- [The problem] Select each line in the data below that contains the string "underside", and copy those lines out.

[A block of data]
++++

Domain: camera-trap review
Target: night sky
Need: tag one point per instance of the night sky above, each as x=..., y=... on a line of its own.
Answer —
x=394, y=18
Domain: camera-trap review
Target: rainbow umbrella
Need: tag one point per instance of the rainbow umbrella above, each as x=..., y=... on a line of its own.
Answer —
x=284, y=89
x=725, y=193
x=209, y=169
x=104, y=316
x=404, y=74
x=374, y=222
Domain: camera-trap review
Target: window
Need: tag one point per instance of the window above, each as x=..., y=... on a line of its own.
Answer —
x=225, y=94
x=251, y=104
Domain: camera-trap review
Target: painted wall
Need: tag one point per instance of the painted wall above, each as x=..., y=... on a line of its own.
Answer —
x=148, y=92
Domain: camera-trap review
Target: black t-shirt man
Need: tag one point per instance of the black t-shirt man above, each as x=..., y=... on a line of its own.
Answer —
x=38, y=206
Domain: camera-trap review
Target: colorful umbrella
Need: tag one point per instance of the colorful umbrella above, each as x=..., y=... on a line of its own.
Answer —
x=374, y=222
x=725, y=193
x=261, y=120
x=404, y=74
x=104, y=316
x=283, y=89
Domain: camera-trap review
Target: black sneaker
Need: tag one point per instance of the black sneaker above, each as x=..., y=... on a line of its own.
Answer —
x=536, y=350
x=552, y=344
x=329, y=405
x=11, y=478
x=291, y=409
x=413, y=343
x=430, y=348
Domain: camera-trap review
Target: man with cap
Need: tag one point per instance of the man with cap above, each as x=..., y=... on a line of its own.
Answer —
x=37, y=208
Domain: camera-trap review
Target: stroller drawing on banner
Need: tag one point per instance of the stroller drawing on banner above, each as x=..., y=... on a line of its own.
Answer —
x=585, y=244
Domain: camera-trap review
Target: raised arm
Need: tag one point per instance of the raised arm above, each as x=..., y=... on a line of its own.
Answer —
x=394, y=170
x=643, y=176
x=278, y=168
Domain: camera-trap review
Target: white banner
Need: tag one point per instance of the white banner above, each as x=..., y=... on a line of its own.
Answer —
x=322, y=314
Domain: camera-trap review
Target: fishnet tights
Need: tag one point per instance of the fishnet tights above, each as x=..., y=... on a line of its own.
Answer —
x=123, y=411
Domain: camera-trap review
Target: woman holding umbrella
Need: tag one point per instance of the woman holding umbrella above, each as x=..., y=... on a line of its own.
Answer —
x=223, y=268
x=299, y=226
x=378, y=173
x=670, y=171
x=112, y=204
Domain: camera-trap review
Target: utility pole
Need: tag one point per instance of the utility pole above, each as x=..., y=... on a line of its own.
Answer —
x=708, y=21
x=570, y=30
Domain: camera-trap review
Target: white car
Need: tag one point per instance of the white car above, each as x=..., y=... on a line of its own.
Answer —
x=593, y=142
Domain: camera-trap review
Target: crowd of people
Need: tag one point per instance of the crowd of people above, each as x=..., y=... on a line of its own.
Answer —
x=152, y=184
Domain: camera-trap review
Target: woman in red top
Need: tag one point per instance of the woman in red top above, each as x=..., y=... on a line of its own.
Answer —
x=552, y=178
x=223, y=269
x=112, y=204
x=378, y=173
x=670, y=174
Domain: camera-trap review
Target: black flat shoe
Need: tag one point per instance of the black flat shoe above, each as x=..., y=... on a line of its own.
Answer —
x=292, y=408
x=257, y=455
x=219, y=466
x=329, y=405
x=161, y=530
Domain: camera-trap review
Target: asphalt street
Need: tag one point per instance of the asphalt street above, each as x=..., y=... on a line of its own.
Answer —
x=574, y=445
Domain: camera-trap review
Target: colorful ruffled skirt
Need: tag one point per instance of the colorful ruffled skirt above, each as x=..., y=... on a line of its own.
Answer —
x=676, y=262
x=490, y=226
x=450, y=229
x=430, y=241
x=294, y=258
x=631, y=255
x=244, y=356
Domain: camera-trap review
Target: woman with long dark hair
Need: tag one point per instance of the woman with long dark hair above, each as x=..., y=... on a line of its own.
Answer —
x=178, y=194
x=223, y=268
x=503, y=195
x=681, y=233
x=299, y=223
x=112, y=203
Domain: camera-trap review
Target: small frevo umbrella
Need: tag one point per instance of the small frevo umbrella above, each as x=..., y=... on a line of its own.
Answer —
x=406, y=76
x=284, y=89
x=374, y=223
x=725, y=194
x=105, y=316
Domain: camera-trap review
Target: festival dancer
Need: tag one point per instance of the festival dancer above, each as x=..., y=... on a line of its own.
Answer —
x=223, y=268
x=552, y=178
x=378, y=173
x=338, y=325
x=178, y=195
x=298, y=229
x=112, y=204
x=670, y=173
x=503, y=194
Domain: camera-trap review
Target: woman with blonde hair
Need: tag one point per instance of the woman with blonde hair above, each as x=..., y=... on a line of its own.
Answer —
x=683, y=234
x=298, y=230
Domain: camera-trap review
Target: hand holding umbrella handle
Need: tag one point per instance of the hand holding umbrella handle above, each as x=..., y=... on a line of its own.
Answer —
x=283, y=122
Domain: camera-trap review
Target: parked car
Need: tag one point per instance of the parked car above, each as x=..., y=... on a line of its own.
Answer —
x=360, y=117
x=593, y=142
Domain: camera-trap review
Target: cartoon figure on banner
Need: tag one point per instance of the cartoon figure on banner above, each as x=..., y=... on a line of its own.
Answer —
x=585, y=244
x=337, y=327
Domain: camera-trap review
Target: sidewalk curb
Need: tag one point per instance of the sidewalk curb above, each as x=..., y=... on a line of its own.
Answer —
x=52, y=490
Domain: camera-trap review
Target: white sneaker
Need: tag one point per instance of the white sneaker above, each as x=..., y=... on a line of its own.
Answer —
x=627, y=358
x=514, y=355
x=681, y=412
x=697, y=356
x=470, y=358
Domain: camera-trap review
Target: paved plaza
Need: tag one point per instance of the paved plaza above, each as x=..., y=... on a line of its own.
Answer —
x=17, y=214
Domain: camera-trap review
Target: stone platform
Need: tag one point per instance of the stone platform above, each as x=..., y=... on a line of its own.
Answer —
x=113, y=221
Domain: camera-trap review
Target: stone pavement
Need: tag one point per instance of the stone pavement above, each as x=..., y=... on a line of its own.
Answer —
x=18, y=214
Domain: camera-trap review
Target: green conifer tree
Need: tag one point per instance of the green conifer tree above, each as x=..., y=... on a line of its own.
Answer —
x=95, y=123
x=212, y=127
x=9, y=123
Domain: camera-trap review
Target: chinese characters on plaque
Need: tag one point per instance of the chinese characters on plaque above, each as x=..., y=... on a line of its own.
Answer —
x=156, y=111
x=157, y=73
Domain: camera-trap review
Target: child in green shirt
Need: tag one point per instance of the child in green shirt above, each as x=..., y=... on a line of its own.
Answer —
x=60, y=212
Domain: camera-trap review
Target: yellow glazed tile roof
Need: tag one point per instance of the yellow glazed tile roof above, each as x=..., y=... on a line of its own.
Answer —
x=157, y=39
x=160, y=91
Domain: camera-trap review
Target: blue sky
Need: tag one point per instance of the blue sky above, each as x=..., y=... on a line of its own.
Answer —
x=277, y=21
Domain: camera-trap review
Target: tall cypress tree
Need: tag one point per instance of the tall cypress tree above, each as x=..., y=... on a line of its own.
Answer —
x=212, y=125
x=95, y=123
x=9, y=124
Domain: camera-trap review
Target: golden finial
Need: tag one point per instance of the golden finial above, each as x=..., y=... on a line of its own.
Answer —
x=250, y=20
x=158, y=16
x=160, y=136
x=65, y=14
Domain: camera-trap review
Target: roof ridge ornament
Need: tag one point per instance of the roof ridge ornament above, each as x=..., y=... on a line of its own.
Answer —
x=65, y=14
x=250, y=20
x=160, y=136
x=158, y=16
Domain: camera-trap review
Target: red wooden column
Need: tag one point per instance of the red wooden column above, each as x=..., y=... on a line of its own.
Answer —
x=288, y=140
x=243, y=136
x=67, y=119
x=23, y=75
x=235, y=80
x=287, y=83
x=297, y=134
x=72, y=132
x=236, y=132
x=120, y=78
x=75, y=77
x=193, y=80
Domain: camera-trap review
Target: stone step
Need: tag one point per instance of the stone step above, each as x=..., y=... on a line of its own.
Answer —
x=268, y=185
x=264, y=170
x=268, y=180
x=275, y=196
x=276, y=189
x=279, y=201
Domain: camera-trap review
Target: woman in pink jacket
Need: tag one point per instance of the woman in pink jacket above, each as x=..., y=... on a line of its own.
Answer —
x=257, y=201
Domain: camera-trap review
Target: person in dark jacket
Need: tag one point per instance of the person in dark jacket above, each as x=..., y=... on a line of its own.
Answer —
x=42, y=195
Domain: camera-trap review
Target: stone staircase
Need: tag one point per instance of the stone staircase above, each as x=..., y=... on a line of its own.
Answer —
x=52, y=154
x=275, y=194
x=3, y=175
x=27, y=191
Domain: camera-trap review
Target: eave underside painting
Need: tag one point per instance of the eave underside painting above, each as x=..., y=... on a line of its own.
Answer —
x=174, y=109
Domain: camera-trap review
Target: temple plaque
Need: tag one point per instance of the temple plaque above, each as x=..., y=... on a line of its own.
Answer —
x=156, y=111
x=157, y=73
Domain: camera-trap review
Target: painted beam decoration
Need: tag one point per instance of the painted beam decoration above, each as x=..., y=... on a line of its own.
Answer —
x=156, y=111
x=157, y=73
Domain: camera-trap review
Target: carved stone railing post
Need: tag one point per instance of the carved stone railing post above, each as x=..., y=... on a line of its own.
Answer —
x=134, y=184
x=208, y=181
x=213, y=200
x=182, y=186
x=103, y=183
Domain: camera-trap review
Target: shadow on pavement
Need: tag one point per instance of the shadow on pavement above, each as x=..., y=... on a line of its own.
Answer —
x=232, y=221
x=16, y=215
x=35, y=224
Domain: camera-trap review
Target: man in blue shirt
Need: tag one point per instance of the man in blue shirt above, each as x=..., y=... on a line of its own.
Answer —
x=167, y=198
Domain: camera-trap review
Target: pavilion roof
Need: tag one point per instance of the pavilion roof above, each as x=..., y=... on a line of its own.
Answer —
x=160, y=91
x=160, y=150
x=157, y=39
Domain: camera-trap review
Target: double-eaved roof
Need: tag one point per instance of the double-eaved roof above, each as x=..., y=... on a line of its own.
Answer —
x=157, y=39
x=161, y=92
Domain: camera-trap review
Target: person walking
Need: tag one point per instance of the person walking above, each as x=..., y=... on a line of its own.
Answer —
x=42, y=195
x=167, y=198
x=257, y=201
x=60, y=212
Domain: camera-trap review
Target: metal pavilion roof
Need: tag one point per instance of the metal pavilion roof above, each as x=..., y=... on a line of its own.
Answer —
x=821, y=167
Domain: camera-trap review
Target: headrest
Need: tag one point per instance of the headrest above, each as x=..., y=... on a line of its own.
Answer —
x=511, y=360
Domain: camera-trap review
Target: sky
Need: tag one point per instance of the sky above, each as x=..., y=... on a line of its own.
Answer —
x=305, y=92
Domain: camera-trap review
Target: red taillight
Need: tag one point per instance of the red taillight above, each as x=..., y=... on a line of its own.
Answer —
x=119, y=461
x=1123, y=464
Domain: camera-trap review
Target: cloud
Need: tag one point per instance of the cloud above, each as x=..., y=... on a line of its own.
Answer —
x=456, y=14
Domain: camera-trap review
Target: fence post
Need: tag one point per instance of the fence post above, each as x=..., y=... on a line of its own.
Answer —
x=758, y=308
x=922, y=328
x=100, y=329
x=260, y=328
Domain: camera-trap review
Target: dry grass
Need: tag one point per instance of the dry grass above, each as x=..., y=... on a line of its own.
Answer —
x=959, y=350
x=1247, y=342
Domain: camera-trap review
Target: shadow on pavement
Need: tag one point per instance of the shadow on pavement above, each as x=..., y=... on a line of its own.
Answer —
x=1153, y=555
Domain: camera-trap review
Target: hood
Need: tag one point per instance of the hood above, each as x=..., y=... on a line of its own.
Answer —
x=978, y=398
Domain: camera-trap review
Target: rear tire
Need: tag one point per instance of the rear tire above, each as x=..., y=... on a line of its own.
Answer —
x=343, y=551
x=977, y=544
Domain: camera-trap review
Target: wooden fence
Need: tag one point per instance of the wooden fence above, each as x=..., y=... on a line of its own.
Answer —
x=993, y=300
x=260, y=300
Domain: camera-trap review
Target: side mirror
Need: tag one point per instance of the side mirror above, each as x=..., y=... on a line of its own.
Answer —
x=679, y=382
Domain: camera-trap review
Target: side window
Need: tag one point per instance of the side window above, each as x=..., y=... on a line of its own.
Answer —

++++

- [Output]
Target: eave underside painting
Need: tag one point per instance of the eave underside painting above, each as x=..., y=... on a line of its own.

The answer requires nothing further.